• SET PROBLEM 1: In the passage on Cr(VI) adsorption onto durian-derived biochar, what value was found for the point of zero charge of BC-YDF?
• SET PROBLEM 2: Write a continuation of the passage on Cr(VI) adsorption onto durian-derived biochar, starting after its final sentence.

• EXCERPTED PASSAGE:
+ + + +
Several factors influencing the adsorption of Cr(VI) onto biochar derived from young durian fruit (BC-YDF) were systematically investigated to determine the optimal adsorption conditions. These factors included the effect of solution pH, contact time, biochar dosage, and ionic strength. One-way analysis of variance (ANOVA) was also performed to statistically evaluate the significance of each factor on Cr(VI) uptake. The results are illustrated in Fig. 3 and detailed in Tables S3–S6 of the SI.


	Fig. 3 Effect of pH (a); adsorption time (b); adsorbent dosage (c); and ionic strength (d) for the adsorption of Cr(VI) onto BC-YDF. The experiment were carried out at following conditions: C_o = 100 mg L⁻¹; m/V = 2.0 g L⁻¹ for a, b, d and 1.0–3.0 g L⁻¹ for c results; T = 307 K, t = 330 min; pH = 2.0–11.0 for a and 2.0 for b, c, d results.

Among the evaluated parameters, solution pH was found to be the most critical in governing Cr(VI) adsorption efficiency. Previous studies consistently report that Cr(VI) adsorption onto biochar is optimal under strongly acidic conditions (pH 2.0–3.0).^42,43 This behavior is attributed to the influence of pH on both the speciation of Cr(VI) in aqueous solution and the surface charge of the adsorbent.^44,45 As shown in Fig. 3a, Cr(VI) removal by BC-YDF was significantly higher in acidic media than in basic media, with the maximum adsorption capacity (Q_e) reaching approximately 28 mg g⁻¹ at pH 2.0. A gradual decline in adsorption capacity was observed as pH increased. In aqueous solution, Cr(VI) exists mainly as oxo-anions such as HCrO₄⁻, CrO₄²⁻, or Cr₂O₇²⁻ depending on the pH. These anionic species arise because Cr(VI), in the +6 oxidation state, has lost its valence 3d and 4s electrons and forms covalent bonds with oxygen, resulting in negatively charged tetrahedral complexes. Under acidic conditions, the surface of biochar becomes protonated (–OH → –OH₂⁺, –COOH → –COOH₂⁺), generating positive surface charges. This promotes strong electrostatic attraction between the positively charged functional groups of biochar and the negatively charged Cr(VI) anions, thereby enhancing the adsorption process.^37,46

Two main mechanisms explain this trend. First, the point of zero charge (pHpzc) of BC-YDF was determined to be 8.2. Therefore, at pH < pHpzc, the biochar surface is positively charged due to the protonation of functional groups such as –OH₂⁺ and –COOH₂⁺, enhancing electrostatic attraction with anionic Cr(VI) species.^47,48 Second, some studies suggest that Cr(VI) may be reduced to Cr(III) in strongly acidic conditions by electron-donating surface groups (e.g., aromatic C [double bond, length as m-dash] C, CO, and O–H) present on biochar, leading to additional adsorption via complexation and ion exchange.^49,50 The presence of these redox-active and complex-forming groups was confirmed in our FTIR and EDX analyses (see Fig. 1). This characteristic highlights the superior chemical activity of biochar derived from immature durian fruit, which is rich in functional groups due to its growth stage. ANOVA results yielded a p-value of 5.3 × 10⁻²¹ (<0.05), confirming that pH significantly influenced Cr(VI) adsorption capacity (Table S3, SI).
+ + + +
• SUPPLIED MATERIAL:
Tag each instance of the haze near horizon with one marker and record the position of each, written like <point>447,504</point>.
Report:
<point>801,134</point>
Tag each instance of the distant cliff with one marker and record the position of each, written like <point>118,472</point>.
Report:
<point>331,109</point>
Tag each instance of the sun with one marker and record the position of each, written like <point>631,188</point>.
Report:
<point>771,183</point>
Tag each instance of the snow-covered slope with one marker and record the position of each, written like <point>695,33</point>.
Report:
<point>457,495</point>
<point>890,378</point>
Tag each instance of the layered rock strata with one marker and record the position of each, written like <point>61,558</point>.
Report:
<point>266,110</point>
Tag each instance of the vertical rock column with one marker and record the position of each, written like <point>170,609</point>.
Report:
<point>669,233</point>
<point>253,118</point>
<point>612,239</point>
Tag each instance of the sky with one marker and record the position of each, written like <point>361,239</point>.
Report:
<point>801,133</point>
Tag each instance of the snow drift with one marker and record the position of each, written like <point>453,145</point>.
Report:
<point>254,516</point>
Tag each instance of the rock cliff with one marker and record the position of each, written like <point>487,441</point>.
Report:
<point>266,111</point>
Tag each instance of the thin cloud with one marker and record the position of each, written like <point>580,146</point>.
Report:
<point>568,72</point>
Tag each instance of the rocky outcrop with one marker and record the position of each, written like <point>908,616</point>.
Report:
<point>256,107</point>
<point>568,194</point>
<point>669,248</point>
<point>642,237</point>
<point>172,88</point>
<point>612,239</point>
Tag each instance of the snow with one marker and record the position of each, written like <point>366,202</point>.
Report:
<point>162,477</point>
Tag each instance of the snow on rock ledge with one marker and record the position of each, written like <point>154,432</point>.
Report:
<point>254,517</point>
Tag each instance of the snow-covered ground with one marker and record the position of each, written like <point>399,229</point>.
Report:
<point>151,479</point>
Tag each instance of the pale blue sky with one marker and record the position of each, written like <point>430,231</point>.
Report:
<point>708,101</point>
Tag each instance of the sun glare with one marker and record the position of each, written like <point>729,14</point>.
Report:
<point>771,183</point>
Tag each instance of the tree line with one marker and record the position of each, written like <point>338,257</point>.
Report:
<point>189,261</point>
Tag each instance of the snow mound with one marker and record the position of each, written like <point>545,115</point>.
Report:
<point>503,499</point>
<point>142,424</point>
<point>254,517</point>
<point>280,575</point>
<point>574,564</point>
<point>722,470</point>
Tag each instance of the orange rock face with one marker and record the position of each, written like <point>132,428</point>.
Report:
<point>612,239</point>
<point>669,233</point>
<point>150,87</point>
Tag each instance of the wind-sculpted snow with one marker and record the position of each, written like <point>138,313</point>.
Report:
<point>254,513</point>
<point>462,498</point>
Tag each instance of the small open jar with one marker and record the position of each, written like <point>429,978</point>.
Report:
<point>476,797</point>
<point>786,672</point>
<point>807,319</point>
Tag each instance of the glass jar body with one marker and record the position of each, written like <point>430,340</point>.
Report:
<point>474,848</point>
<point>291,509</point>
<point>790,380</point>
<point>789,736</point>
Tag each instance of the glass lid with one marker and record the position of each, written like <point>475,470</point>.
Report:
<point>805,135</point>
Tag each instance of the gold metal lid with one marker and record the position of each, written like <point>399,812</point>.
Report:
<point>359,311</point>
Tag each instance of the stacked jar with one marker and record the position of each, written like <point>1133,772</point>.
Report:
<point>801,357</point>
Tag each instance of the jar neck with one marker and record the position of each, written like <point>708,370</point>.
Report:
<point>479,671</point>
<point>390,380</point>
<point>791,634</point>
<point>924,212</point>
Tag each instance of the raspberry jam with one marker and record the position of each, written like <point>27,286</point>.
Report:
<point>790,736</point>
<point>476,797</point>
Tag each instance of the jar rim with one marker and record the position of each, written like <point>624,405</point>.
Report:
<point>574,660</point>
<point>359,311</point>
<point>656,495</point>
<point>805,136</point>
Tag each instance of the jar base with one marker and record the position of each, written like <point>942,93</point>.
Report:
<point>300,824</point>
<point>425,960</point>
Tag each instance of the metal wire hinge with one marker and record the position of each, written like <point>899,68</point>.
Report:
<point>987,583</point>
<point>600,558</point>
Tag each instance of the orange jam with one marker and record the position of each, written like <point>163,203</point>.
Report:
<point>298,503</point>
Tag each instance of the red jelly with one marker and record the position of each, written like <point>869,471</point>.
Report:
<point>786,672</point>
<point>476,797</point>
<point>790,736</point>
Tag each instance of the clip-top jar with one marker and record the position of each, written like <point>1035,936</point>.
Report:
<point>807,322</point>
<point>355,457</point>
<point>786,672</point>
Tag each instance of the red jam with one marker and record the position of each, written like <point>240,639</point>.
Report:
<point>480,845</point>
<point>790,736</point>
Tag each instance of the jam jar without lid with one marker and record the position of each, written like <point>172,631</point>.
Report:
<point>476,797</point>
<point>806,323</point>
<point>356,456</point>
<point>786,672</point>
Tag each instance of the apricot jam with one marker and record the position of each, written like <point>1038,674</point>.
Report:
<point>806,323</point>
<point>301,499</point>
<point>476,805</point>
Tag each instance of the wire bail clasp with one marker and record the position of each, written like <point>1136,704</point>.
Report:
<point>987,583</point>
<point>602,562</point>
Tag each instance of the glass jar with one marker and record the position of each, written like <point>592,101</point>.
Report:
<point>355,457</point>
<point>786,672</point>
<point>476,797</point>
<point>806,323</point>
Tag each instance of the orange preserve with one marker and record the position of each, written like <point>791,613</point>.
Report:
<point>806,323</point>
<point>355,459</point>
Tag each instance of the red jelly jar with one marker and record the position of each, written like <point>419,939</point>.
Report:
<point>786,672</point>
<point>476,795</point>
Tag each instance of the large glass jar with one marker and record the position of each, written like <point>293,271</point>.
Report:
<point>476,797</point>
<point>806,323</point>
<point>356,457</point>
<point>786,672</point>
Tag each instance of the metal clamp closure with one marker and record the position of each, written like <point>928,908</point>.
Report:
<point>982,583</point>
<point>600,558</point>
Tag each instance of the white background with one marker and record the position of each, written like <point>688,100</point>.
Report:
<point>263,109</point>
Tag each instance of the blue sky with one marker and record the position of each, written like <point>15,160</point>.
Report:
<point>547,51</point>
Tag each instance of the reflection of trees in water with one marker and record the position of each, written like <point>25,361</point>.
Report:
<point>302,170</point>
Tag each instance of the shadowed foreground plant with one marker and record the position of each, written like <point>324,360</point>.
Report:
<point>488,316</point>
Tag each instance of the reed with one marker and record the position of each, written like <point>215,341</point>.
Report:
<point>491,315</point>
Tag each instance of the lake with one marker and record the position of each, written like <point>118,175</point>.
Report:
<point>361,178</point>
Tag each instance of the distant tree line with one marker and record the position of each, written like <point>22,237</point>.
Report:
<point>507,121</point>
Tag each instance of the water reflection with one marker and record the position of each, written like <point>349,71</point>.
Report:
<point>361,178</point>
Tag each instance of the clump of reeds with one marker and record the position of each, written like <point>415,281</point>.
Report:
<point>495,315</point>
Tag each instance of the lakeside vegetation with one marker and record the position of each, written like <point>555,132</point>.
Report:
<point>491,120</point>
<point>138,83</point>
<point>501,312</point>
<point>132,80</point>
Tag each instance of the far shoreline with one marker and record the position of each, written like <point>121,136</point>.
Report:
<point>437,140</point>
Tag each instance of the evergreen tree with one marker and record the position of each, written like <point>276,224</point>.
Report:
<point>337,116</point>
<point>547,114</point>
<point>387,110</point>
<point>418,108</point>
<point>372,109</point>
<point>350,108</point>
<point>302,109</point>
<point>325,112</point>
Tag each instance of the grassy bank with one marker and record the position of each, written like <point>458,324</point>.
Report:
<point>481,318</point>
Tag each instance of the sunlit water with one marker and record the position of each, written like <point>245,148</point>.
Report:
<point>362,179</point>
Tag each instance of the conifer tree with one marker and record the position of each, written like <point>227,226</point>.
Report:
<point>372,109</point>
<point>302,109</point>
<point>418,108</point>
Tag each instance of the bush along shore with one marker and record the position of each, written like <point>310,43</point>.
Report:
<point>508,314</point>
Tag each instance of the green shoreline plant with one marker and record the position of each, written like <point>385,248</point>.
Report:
+ + + +
• REPLY 1: 8.2

• REPLY 2:
To evaluate adsorption equilibrium, contact time was varied from 5 to 330 minutes under optimal conditions (pH = 2.0, C₀ = 100 mg L⁻¹). One-way ANOVA yielded a p-value of 2.75 × 10⁻¹⁶ (<0.05), indicating that contact time significantly affected Cr(VI) uptake (Table S4, SI). As shown in Fig. 3b, a rapid adsorption phase was observed within the first 5 minutes, during which Q_e reached approximately 14 mg g⁻¹ due to the abundance of accessible surface sites. This was followed by a fast adsorption phase until 30 minutes (Q_e ≈ 23 mg g⁻¹, Stage I), a slower adsorption phase between 30 and 150 minutes (Q_e increasing to ∼29 mg g⁻¹, Stage II), and finally a plateau phase between 150 and 330 minutes where adsorption approached equilibrium (∼29 mg g⁻¹, Stage III). Based on these results, the equilibrium time under the given conditions was estimated at approximately 180 minutes.

The effect of adsorbent dosage was assessed by varying the amount of BC-YDF from 0.05 to 0.15 g, under optimal pH and contact time. One-way ANOVA confirmed a significant influence, with a p-value of 5.95 × 10⁻¹⁰ (<0.05) (Table S5, SI). As shown in Fig. 3c, increasing the adsorbent dosage led to a decrease in calculated Q_e values from ∼36 mg g⁻¹ to ∼24 mg g⁻¹. This trend is attributed to the fixed volume of Cr(VI) solution, which, when combined with a larger biochar mass, results in a higher m/V ratio but does not proportionally increase the amount of Cr(VI) adsorbed, thus lowering Q_e. Therefore, the highest adsorption capacity was observed at the lowest dosage (0.05 g), suggesting a more efficient utilization of active sites.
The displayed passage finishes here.